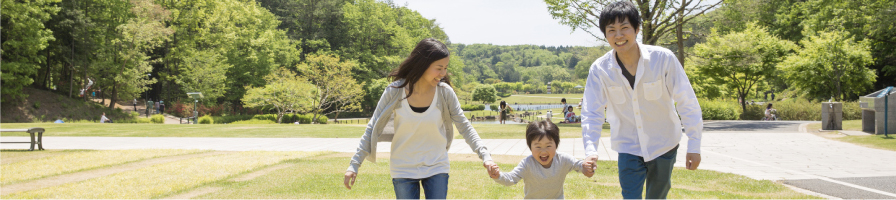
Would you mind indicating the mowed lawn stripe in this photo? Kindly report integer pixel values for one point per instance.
(61, 163)
(163, 179)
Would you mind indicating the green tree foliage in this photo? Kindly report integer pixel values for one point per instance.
(337, 91)
(284, 92)
(381, 34)
(830, 65)
(739, 60)
(485, 94)
(659, 17)
(126, 58)
(24, 36)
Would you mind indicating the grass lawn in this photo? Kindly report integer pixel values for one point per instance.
(873, 141)
(316, 175)
(572, 99)
(486, 131)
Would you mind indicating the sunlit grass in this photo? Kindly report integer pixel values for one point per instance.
(76, 161)
(321, 178)
(163, 179)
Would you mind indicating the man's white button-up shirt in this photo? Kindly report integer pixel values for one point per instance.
(644, 120)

__Task goal__: Render every line of the listing above as a JSON list of strings, one string per line, skipping blank lines. Leave out the pictures.

__Reply to the exercise__:
[
  "Would you mind indicating the mowed lawn stripe in this photo? Kindly report integer pixel values for one point per instance.",
  "(61, 163)",
  "(163, 179)",
  "Would you mind indicating the green tree foliage in this photo? Kindly report integer pixel values for one point per instance.",
  "(337, 91)",
  "(284, 92)",
  "(381, 34)",
  "(830, 65)",
  "(739, 60)",
  "(485, 94)",
  "(659, 17)",
  "(126, 58)",
  "(24, 36)",
  "Would you mind indicating the grass lawn in this photo? Kindly report integer pixel values for one point per instance.",
  "(873, 141)",
  "(316, 175)",
  "(572, 99)",
  "(486, 131)",
  "Would you mind indicating the sunlit grass in this photo? Kindly report integer pixel values for one point per instance.",
  "(76, 161)",
  "(321, 178)",
  "(163, 179)",
  "Would you mind indicating the man's white button-up shirt in this photo? Kindly report integer pixel values for one point per instance.",
  "(644, 120)"
]